#### [CONSIGNE 1]
Recopiez fidèlement le passage de l'article sur la fermeture de l'usine Mega Bloks qui commence par « La fermeture de » et se termine par « développement de produits. ».
#### [CONSIGNE 2]
Repérez dans les enregistrements chaque ligne où figure la chaîne « child », puis recopiez ces lignes telles quelles.

··· TEXTE FOURNI

Mega Bloks : fermeture d’une immense usine au cœur du parc industriel de Saint-Laurent

La nouvelle a été annoncée la semaine dernière : l’immense usine Mega Bloks, située dans l’arrondissement Saint-Laurent à Montréal, fermera ses portes sous peu. Les militants de notre journal connaissent bien cette grande usine, car ils y ont distribué de la propagande à de nombreuses reprises. Avec ses 800 000 pieds carrés et ses quelque 600 employés, il s’agit d’une unité de production incontournable dans le quartier industriel où elle se trouve… et même dans la métropole. L’usine a même droit à un arrêt d’autobus de la ville sur son terrain privé de même qu’à un circuit de transport en commun configuré spécialement pour les ouvriers qui y travaillent.

La fermeture de l’usine se fera par étapes et s’étalera de septembre 2020 au début de l’année 2021. Les ouvriers de Mega Bloks ne sont pas syndiqués : ils tenteront du mieux qu’ils peuvent d’obtenir les meilleures indemnités de départ possible. Le siège social, avec ses 230 travailleurs, va quant à lui rester à Montréal et poursuivre ses opérations. Les employés du siège social sont responsables, entre autres, du design et du développement de produits.

······
··· CONTENU DES DONNÉES

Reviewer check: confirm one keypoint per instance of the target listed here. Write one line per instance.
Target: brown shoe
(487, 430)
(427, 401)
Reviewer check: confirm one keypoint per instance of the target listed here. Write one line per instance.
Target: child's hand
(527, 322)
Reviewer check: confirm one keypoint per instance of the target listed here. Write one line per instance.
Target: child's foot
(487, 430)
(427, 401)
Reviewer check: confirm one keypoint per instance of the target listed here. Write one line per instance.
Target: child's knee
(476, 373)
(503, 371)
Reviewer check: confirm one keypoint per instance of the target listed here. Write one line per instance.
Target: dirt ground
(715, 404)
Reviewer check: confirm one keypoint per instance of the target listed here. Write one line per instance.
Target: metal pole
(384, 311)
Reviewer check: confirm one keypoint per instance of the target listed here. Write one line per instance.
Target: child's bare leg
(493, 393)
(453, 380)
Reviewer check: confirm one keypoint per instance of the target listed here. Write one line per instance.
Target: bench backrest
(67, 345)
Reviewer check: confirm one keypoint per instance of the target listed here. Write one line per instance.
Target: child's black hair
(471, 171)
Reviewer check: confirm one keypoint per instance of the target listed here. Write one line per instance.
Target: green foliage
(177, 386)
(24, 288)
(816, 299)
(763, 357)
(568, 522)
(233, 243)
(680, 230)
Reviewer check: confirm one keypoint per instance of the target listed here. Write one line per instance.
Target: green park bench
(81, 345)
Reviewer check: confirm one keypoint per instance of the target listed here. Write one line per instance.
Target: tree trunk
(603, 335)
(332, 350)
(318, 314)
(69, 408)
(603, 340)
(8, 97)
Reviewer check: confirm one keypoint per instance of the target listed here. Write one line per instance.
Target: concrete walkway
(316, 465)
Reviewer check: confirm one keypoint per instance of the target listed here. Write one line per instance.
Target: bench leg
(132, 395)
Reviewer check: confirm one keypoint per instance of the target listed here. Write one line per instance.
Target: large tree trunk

······

#### [CORRIGÉ 1]
La fermeture de l’usine se fera par étapes et s’étalera de septembre 2020 au début de l’année 2021. Les ouvriers de Mega Bloks ne sont pas syndiqués : ils tenteront du mieux qu’ils peuvent d’obtenir les meilleures indemnités de départ possible. Le siège social, avec ses 230 travailleurs, va quant à lui rester à Montréal et poursuivre ses opérations. Les employés du siège social sont responsables, entre autres, du design et du développement de produits.

#### [CORRIGÉ 2]
Target: child's hand
Target: child's foot
Target: child's knee
Target: child's bare leg
Target: child's black hair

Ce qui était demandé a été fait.